START SELECTED EXTRACT

Re: Productive walking Baba Yaga Robot Trees.

‘A growing machine’: Scotland looks to vertical farming to boost tree stocks. Hydroponics unit can produce saplings six times faster than it takes to grow them naturally outdoors.

https://www.theguardian.com/environment … ydroponics

Scotland’s state forestry agency believes this prefabricated structure, erected at an agricultural research centre near Dundee, could play a significant part in its quest to help combat climate heating by greatly expanding the country’s forest cover.

Forestry and Land Scotland (FLS) wants to plant tens of millions of new trees in the coming years – conifers such as Norway and sitka spruce, douglas fir and Scots pine, and broadleaf varieties such as oak, alder and birch.

This white cube, held up by steel ribs and girders, can help it do so at a remarkable speed and efficiency, producing saplings six times faster than it takes to grow them naturally outdoors. In the open, it would take about 18 months to bring a tree seedling up to 40-50mm in height; in these units, that growing time is about 90 days.

“Essentially, this isn’t a building. It’s a machine; it’s a growing machine,” said Georgia Lea, a communications manager for Intelligent Growth Solutions (IGS), the Edinburgh-based firm that has designed the system.

END SELECTED EXTRACT

● DIRECTIONS FOR THIS TASK
In the article on vertical tree farming in Scotland, how long do the hydroponic units take to grow a tree seedling to 40-50mm in height? The items that come next have nothing to do with the article on vertical tree farming in Scotland.

START MATERIAL PROVIDED

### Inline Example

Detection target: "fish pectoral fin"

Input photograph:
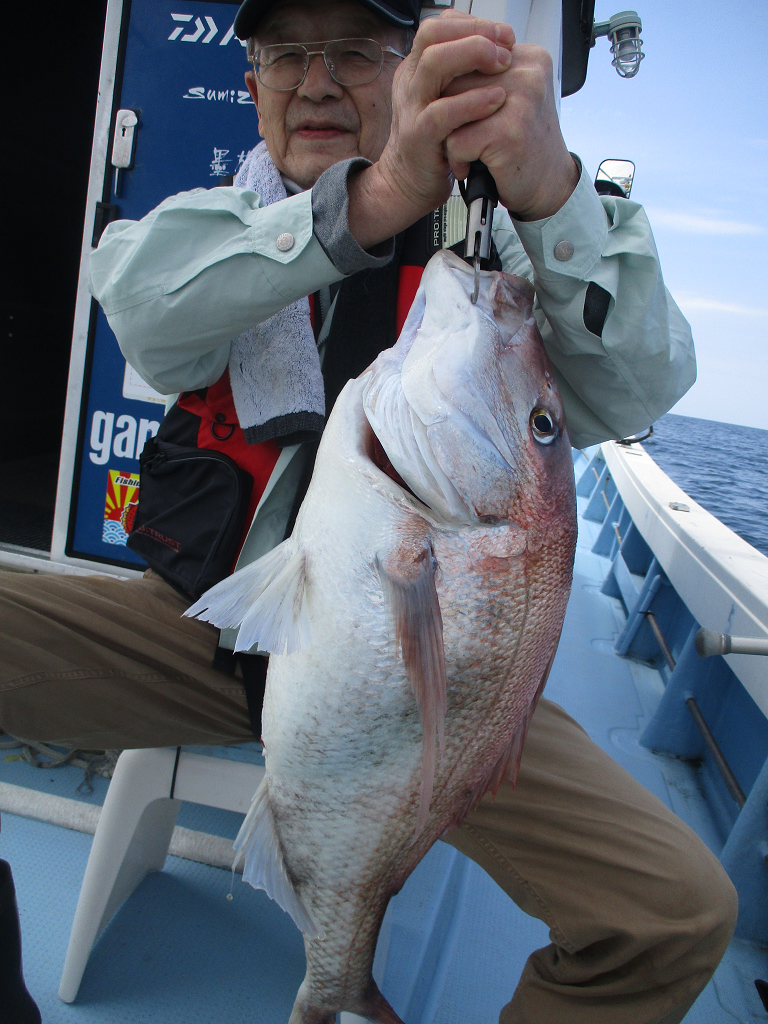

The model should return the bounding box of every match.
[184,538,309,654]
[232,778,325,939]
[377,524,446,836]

END MATERIAL PROVIDED
START MATERIAL PROVIDED

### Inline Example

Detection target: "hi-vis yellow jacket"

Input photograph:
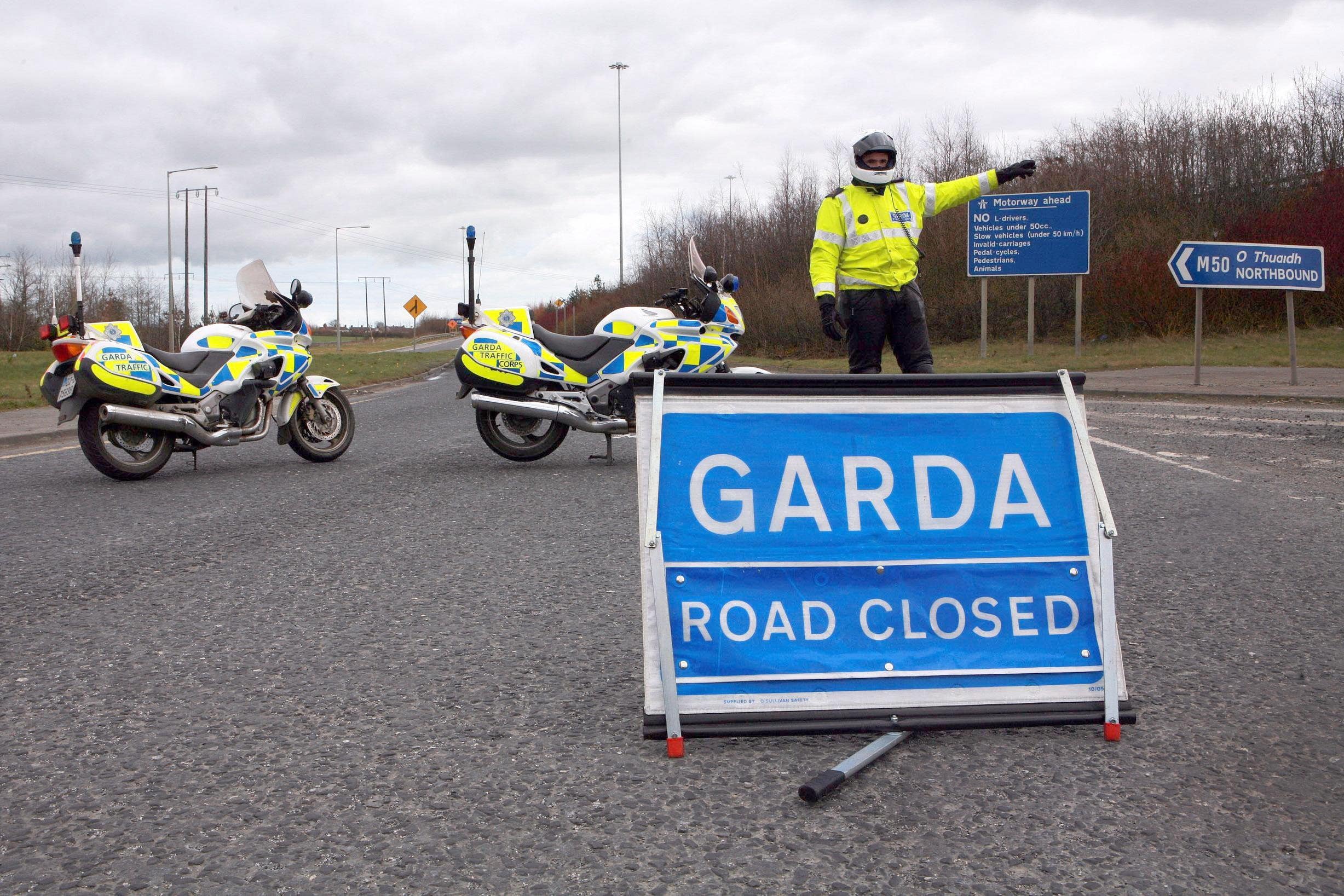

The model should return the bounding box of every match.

END MATERIAL PROVIDED
START MATERIAL PROVIDED

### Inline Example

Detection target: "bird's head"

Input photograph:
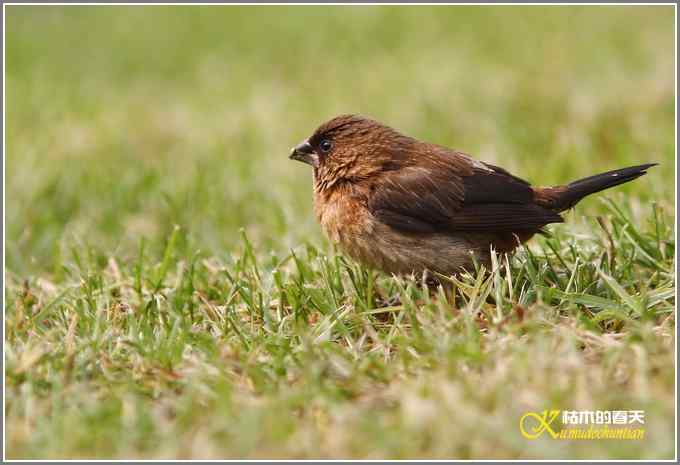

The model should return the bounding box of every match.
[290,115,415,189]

END MATERIAL PROVIDED

● EXERCISE RESULT
About 90 days.